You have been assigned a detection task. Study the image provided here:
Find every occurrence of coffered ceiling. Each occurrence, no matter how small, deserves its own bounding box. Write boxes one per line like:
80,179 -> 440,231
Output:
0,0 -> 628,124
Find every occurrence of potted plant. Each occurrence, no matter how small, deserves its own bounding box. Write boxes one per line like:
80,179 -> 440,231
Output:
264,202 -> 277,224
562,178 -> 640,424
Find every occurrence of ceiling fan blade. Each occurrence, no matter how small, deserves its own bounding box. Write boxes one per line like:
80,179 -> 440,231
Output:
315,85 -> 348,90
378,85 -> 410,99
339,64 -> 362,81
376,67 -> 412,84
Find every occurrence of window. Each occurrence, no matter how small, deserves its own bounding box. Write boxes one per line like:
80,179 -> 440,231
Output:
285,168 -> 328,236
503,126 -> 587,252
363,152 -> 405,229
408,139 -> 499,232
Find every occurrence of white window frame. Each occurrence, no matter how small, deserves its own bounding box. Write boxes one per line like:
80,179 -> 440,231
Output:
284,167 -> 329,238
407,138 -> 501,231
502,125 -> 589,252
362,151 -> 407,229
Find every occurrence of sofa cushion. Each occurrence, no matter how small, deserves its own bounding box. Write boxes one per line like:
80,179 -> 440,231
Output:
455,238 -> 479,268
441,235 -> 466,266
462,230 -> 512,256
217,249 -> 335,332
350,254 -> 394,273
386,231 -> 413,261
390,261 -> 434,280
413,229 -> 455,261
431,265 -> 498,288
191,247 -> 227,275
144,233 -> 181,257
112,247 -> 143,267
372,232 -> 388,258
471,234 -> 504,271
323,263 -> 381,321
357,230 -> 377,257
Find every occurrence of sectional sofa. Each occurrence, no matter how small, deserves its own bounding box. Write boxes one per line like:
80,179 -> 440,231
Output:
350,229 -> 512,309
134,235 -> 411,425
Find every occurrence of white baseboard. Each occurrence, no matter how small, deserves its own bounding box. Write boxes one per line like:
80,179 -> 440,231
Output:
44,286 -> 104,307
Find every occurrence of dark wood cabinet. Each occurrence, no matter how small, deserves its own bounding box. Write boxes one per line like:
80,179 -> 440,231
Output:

# [Exercise]
Look over the material and return every line where the word "Find" is found.

# [Output for this task]
Find every occurrence of coffered ceiling. Each occurrence, no matter how small, deserves its own bounding box. Write boxes one per line like:
Find every occurrence of potted plant. Each occurrence, no matter how small, deserves its own bounding box. Write boxes one per line like:
Find every occurrence of ceiling fan blade. Each occurrence, no matter how small, deserves its own bounding box. Write boxes one per line like:
Find every occurrence of window. Each occurrence, no matter how small, deserves its own bounding box. Write boxes one per line like:
Find every occurrence of white window frame. Each occurrence, no matter how small, deserves its own bounding box. Write boxes one per line like:
Find every occurrence of sofa cushion. Each occurrence, no matter how small, deserves its own bounding box. Write boxes one per line like:
Find every occurrence of sectional sofa. Each occurrence, no matter how small, deserves its own bounding box. Write boxes one per line like:
Find every occurrence of white baseboard. Each occurrence, no matter how small, deserves its own bounding box. Write boxes one per line like:
Find every occurrence of dark wood cabinet. Each occurrence, no matter how small, deserves its own bounding box. Write boxes one per line like:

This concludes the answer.